▸ **Check your understanding**
1 – In the grief journal, what event did the writer's two older boys have on the morning of February 4, 2023?
2 – Rewrite the paragraph of the grief journal that starts "There's no doubt about how much my dad loved me" as a short bulleted list that keeps its main facts.
3 – Go on with the grief journal about the writer's dad, picking up right after its last sentence.

▸ **Page excerpt**
There's no doubt about how much my dad loved me and our family. He was not afraid to express his love, be it in word, touch, or even rebuke. He had a very difficult childhood, yet he didn't allow his circumstances to define his life. He chose to believe in God's plan for his life. Not only did he believe—he literally shouted his faith from the mountaintops on airwaves across the country.

Most moments it feels impossible to reconcile the dichotomy of grief and hope. Yet there is much solace in choosing to believe.

"For in grief nothing 'stays put.' One keeps on emerging from a phase, but it always recurs. Round and round. Everything repeats. Am I going in circles, or dare I hope I am on a spiral? But if a spiral, am I going up or down it? How often—will it be for always?—how often will the vast emptiness astonish me like a complete novelty and make me say, 'I never realized my loss till this moment'? The same leg is cut off time after time." — C.S. Lewis, A Grief Observed


February 4, 2023

My two older boys had their first soccer game of the spring season this morning. I went. Being there was overwhelming—watching people laugh, cheer, and live life without the slightest clue of the suffering going on in my heart.

I felt angry. How can life outside feel so normal? Don't they know? Certainly there's been a mistake, and he should be here watching his grandchildren play their first game. How many more moments will there be like this? How many more firsts will come where his absence fills my heart with an overwhelming sense of grief?


February 8, 2023

This week has been the hardest. Maybe because it's felt almost "normal" between parenting, homeschooling, and the myriad of activities those two hats include, I'm feeling like there simply isn't ample time or space to grieve.

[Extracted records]
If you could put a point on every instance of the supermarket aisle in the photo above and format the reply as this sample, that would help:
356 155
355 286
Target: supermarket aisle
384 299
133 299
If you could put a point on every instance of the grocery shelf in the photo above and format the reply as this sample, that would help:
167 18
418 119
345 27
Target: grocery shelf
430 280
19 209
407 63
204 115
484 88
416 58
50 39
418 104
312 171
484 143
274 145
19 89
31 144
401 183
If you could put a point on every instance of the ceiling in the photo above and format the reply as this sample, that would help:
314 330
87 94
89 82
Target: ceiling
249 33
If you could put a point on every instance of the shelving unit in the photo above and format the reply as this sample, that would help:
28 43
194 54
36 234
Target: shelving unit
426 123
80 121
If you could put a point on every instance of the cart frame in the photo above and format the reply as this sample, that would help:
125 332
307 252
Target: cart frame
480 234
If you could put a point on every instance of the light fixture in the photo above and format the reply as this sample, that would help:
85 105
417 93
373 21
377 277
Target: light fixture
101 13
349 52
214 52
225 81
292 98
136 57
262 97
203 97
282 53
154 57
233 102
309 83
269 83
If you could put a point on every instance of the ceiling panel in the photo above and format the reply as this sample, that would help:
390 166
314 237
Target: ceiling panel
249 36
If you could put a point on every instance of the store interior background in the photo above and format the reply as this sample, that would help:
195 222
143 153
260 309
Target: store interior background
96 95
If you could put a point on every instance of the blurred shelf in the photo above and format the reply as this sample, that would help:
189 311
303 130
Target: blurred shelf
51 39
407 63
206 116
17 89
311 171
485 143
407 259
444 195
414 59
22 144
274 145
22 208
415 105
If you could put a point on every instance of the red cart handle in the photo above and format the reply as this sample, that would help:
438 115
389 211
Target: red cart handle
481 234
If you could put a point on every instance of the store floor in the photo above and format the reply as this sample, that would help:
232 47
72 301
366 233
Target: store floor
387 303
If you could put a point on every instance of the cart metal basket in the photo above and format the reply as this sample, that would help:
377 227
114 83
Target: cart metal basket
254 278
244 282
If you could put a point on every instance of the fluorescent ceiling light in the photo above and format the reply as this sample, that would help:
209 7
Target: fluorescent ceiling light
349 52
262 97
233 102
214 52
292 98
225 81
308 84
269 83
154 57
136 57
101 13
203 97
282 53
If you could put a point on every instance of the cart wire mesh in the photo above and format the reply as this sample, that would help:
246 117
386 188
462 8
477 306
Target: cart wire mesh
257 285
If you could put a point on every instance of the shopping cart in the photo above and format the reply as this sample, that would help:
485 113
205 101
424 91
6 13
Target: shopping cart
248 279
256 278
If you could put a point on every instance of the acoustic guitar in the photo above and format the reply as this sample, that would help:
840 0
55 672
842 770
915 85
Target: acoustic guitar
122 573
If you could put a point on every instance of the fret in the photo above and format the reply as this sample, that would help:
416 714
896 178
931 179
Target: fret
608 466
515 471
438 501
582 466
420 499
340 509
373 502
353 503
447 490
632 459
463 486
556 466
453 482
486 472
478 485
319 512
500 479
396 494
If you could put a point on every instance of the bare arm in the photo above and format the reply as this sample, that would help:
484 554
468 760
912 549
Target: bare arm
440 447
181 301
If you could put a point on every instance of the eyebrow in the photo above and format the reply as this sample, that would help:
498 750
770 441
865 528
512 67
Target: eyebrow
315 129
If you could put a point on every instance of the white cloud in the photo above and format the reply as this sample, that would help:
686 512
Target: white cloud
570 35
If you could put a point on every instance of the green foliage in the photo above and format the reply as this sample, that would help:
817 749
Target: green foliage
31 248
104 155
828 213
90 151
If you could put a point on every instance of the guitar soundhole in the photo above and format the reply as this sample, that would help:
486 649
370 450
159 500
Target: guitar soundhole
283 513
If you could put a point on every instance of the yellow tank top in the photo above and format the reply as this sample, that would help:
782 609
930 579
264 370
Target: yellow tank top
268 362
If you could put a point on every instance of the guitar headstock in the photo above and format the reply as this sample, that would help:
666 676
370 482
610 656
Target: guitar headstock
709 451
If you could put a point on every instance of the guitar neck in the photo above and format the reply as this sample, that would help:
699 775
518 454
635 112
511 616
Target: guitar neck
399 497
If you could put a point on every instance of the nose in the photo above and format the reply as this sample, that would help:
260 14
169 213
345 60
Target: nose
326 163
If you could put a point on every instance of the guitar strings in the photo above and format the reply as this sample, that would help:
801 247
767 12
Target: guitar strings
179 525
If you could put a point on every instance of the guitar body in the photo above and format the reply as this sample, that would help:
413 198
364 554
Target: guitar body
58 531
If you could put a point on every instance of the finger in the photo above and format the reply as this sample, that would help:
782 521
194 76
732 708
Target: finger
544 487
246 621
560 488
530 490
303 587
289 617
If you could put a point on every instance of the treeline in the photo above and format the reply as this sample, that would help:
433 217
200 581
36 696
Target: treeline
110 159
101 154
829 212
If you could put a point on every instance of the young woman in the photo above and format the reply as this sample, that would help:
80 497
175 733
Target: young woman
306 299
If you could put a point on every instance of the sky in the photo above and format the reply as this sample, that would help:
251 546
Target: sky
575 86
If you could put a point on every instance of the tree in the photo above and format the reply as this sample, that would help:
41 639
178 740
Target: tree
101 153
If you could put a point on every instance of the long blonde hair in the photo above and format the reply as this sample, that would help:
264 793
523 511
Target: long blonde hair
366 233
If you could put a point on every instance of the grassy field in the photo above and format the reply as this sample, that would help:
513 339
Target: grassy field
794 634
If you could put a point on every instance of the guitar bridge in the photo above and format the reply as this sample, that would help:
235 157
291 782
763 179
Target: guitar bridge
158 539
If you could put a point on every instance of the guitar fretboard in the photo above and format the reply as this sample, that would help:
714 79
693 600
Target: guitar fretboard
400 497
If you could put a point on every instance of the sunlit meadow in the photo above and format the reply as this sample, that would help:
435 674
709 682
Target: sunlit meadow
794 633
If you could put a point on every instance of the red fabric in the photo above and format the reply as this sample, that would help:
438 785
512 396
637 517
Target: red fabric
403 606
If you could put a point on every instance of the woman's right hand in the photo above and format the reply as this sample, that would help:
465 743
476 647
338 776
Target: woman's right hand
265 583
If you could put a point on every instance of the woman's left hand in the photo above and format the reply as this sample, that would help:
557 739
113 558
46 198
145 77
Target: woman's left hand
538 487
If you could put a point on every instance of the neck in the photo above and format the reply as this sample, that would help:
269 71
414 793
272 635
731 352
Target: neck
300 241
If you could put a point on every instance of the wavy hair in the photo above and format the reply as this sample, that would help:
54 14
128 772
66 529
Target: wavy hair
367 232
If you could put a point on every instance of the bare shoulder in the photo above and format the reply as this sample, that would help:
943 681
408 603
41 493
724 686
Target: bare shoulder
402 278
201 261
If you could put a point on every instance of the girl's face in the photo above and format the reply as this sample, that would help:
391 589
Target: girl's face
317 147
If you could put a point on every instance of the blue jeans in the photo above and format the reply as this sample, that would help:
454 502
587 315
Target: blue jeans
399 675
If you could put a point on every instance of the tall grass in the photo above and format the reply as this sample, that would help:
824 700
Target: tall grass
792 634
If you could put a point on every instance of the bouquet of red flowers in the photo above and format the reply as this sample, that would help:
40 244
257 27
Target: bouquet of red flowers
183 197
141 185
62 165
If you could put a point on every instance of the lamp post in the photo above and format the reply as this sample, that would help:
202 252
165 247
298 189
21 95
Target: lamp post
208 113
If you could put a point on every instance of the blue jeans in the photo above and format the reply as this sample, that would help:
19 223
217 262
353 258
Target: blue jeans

▸ **Responses by task**
1 – Their first soccer game of the spring season.

2 –
- The writer's dad clearly loved the writer and the family.
- He showed that love openly, through words, touch, and even rebuke.
- He had a very difficult childhood but didn't let it define his life.
- He chose to believe in God's plan for his life.
- He shared his faith widely, over the airwaves across the country.

3 –
It's such a confusing feeling—vacillating between complete despair and incomprehensible hope. I have to believe heaven is real, because if not, then what? Hopelessness.

There are small moments of peace in knowing he loved the Lord. But even so, today I just miss my dad.

I miss his laugh, his encouragement, his conviction. Most of all, I miss his presence. I miss how much he treasured my children. I miss his loud clap that accompanied his boisterous laugh. I miss the way his beard prickled my head when he kissed the top of it. I miss his sense of humor and his love of sports. I miss his daily plodding and choosing faith over fear—even though he wasn't perfect and his life wasn't always easy.

Being left behind is hard. The unknown is hard. Death is hard.


Life-Defining Questions

Experiencing this sort of loss makes me wonder how it's possible to go about our daily lives without ever giving something as imminent as death a second thought. No experience has given me as much pause to consider questions like:

  • What do I believe about life and death?
  • Do I really believe the truths I've studied in my Bible?
  • How can I go on knowing more loss is an inevitable part of life on this side of heaven?
  • How do I grieve while taking care of my family?

I don't know the answers to all of the questions that flood my mind.

But I do know that this is a defining moment in my life—a season by which all other seasons will be labeled as either "before" or "after," and a season in which each day brings a fair amount of unpredictability. Some days I wake up with an unshakable dark cloud looming over my soul. Other days I wake up feeling good enough to do some laundry and get some school done.

One day at a time.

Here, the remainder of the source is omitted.